How many lines in the records below contain the string "grass", counting only matches whose case is the same? Reply with the number alone.

Records provided =>
○ ○ ○

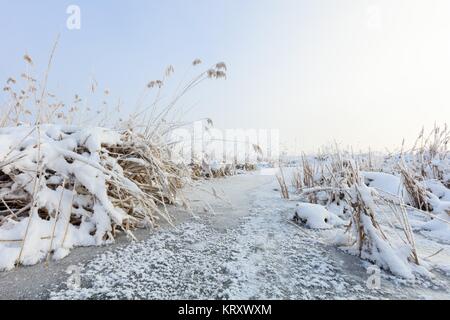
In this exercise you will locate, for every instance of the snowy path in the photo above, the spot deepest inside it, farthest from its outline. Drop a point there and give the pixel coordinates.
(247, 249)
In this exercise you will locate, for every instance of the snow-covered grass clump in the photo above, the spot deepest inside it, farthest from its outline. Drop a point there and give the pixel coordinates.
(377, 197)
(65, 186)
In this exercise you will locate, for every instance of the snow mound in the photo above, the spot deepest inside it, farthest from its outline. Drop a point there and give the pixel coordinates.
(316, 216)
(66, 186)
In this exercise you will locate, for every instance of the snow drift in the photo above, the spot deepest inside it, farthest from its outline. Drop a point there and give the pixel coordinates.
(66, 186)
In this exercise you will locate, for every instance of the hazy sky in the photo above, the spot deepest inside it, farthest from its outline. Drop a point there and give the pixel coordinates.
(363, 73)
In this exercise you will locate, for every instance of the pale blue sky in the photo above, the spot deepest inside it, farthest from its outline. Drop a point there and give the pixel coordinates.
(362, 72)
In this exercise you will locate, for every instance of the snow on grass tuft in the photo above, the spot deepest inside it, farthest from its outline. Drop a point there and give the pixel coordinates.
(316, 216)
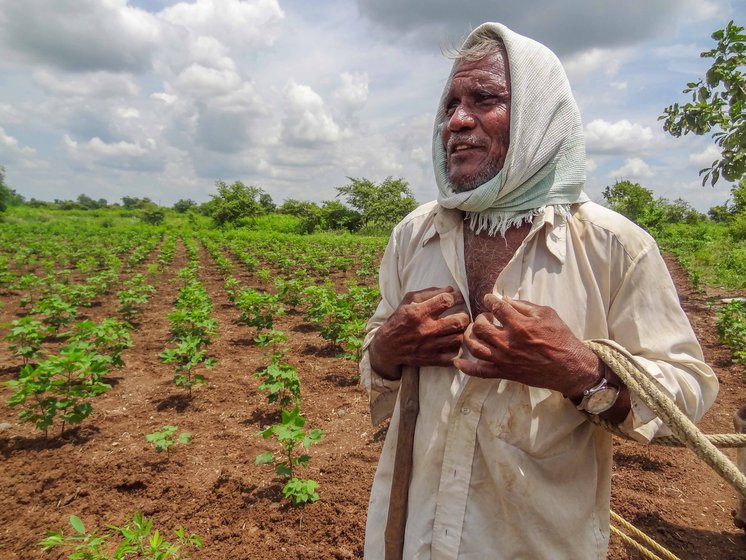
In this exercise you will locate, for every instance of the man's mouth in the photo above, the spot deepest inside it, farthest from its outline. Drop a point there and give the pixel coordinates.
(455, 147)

○ ○ ○

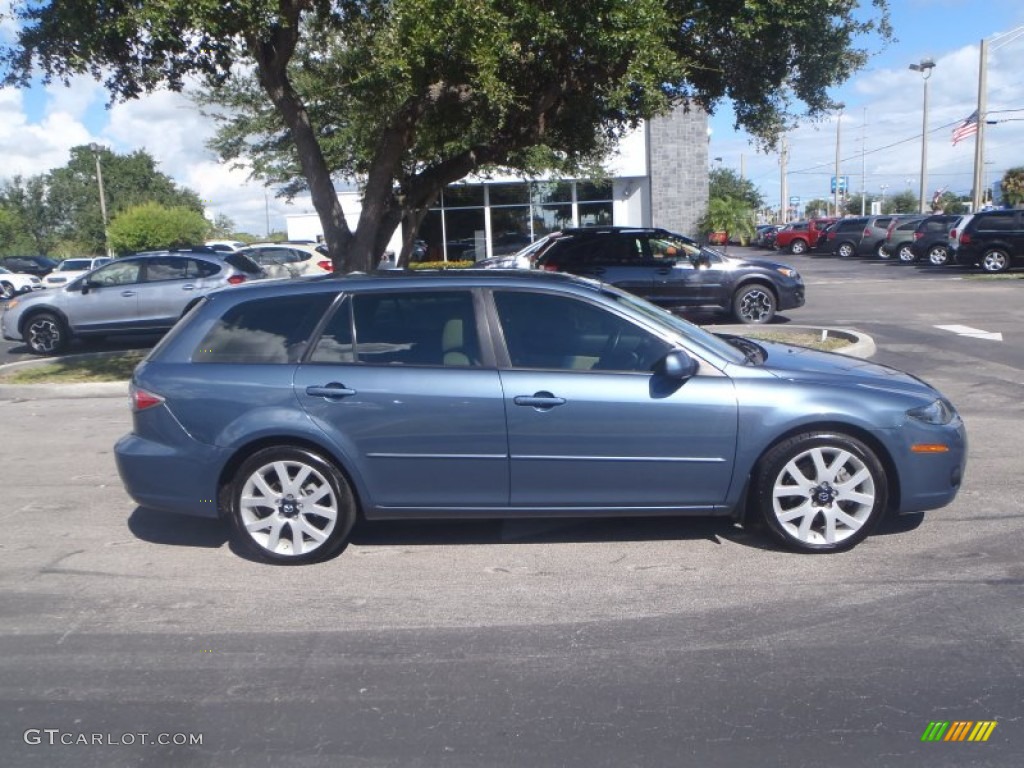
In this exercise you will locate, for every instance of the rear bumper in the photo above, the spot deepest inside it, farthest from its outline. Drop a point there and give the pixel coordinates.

○ ○ ○

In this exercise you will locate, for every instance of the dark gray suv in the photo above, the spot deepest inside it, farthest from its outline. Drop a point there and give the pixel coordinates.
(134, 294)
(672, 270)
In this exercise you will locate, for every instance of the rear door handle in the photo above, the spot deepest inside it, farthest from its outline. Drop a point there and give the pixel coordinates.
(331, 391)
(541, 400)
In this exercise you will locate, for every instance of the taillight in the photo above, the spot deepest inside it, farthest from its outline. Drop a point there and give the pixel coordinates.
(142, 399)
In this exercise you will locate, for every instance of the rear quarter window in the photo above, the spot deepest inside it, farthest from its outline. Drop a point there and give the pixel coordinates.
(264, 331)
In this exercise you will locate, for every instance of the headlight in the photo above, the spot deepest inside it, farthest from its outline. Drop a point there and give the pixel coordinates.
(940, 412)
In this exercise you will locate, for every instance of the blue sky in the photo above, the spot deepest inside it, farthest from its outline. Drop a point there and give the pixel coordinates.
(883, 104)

○ ○ ○

Solution for this exercise => 2